**Required task:**
Update the stretch of the post on being kind to yourself from "Ok, this is" through "self-worth, and depression." by writing it out again with "low self-esteem" replaced by "poor self-esteem".

**Text excerpt:**
╭──

Ok, this is a more vulnerable post for me. I struggle with being kind to myself. I have high expectations for myself, and as someone with a chronic debilitating condition, I find that I can’t meet far too many of those expectations. This leads me to feelings of low self-esteem, low self-worth, and depression.
I know years ago people like me would call ourselves Spoonies. I’m not sure what the term is now. I have very limited energy and stamina. Some days are better, and some days, I’m struggling to even get out of bed.
I see the projects around my house that need to be done, and they used to just reinforce in my head how little worth I had. These are not things I would ever think of someone else, but I haven’t been a very good friend to me.
Since I am working on Kindness this month, I decided to really work on ways I can be kinder to myself. One way that has worked well and makes me so happy, is changing my expectations.
Instead of thinking that I need to clean and organize the whole craft room, I am challenging myself to put away 25 things in the craft room every day.

╰──

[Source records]
╭──

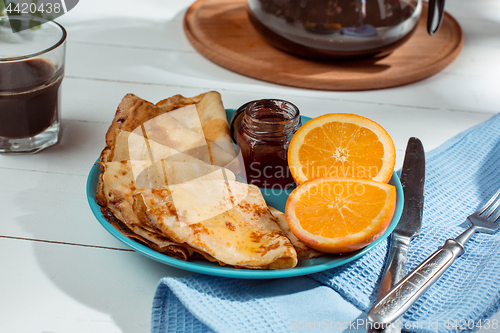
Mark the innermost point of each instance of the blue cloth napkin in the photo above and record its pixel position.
(460, 176)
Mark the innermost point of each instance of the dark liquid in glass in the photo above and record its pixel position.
(264, 145)
(28, 97)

╰──

**Complete response:**
Ok, this is a more vulnerable post for me. I struggle with being kind to myself. I have high expectations for myself, and as someone with a chronic debilitating condition, I find that I can’t meet far too many of those expectations. This leads me to feelings of poor self-esteem, low self-worth, and depression.